*Given records*.
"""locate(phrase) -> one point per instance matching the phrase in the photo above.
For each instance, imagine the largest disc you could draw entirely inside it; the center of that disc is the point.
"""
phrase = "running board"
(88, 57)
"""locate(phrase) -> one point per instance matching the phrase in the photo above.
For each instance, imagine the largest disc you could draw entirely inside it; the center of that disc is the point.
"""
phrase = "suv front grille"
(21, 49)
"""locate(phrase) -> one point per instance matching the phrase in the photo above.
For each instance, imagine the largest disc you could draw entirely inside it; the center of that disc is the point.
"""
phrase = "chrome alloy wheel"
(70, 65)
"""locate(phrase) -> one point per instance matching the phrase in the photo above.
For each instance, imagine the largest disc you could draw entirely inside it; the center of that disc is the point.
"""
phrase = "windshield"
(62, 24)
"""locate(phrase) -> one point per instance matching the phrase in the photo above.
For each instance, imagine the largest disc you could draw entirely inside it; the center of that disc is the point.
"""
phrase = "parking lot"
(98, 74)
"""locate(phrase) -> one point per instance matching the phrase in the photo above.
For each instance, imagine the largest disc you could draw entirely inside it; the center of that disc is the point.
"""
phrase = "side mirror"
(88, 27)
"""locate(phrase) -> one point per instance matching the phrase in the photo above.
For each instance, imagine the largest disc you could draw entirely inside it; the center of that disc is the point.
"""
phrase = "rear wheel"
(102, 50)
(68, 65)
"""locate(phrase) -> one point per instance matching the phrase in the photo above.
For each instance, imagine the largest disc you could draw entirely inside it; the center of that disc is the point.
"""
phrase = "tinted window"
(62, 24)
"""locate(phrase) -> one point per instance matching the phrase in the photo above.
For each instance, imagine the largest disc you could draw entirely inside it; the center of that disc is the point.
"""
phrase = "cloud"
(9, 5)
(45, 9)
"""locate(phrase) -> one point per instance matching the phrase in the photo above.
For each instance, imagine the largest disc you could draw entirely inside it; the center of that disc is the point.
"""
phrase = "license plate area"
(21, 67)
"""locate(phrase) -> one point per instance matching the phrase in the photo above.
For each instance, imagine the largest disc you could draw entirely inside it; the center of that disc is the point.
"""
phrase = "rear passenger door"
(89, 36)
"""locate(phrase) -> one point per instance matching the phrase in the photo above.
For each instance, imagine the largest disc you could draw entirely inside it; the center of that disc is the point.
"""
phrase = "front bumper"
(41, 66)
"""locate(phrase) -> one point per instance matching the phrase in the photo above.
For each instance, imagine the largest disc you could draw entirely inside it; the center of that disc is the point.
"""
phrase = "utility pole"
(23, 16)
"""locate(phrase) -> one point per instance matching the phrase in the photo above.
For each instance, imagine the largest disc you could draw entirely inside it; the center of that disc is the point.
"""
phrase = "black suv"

*Written task*.
Set down the listing in full, keeping every word exactly as it is.

*Output below*.
"""locate(phrase) -> one point per instance matching the phrase in the photo above.
For each instance, imagine the largest disc you could draw entirely inside it; the center of that disc is the point.
"""
phrase = "running board"
(88, 57)
"""locate(phrase) -> one point per instance matching the phrase in the photo above.
For each instance, imagine the largest disc you could draw entirely inside it; the center of that disc is the point.
"""
phrase = "suv front grille"
(21, 49)
"""locate(phrase) -> one point per instance matching the phrase in the photo above.
For each instance, imagine the largest disc you could draw entirely inside it; the center of that disc is the point.
"""
phrase = "chrome alloy wheel"
(70, 65)
"""locate(phrase) -> one point per instance matching the phrase in the photo above.
For each instance, imagine the largest disc you could draw entirely inside it; the center of that disc is the point.
"""
phrase = "windshield"
(62, 24)
"""locate(phrase) -> one point per instance matching the phrase in the photo above.
For each instance, imagine the largest disc you could draw entirely inside it; the center of that disc is the point.
"""
phrase = "parking lot"
(98, 74)
"""locate(phrase) -> one point per instance matching the phrase in the photo above.
For each instance, imagine the largest disc you could draw entirely inside it; the center of that disc is the point.
"""
phrase = "side mirror"
(88, 27)
"""locate(phrase) -> one point per instance matching the phrase in the photo above.
For each instance, imagine the largest disc you could draw entirely inside it; the center of that disc is the point.
"""
phrase = "rear wheel"
(102, 50)
(68, 65)
"""locate(phrase) -> one point per instance matching the phrase in the photo above.
For each instance, imagine the largest disc you could draw entirely inside it; the center of that disc is the point.
"""
phrase = "tinted window"
(62, 24)
"""locate(phrase) -> one point per instance matching the phrase in the photo above.
For each instance, imagine the largest disc you could draw entirely inside it; the center of that disc is the point.
"""
phrase = "cloud"
(9, 5)
(45, 9)
"""locate(phrase) -> one point per instance matching the phrase in the photo above.
For each instance, imagine the largest disc you could draw entirely inside it; the center of that disc is the point.
"""
phrase = "license plate area"
(21, 67)
"""locate(phrase) -> one point per instance matching the phrase in the photo above.
For each instance, imagine the largest disc you could draw entirely inside it; the center of that disc is the point.
"""
phrase = "rear passenger door"
(89, 36)
"""locate(phrase) -> one point per instance matching the phrase in the photo above.
For each instance, imagine the largest disc you could draw entirely inside it; the center of that disc is the point.
"""
phrase = "front bumper"
(41, 66)
"""locate(phrase) -> one point per instance matching the phrase in the photo above.
For each instance, imagine the largest disc you could draw entirely inside it; the center of that disc is the point.
"""
phrase = "utility pole"
(23, 16)
"""locate(phrase) -> one point per instance matching the phrase in the photo above.
For each instance, imagine the largest disc you could draw entirely inside it; the center of that disc is the point.
"""
phrase = "black suv"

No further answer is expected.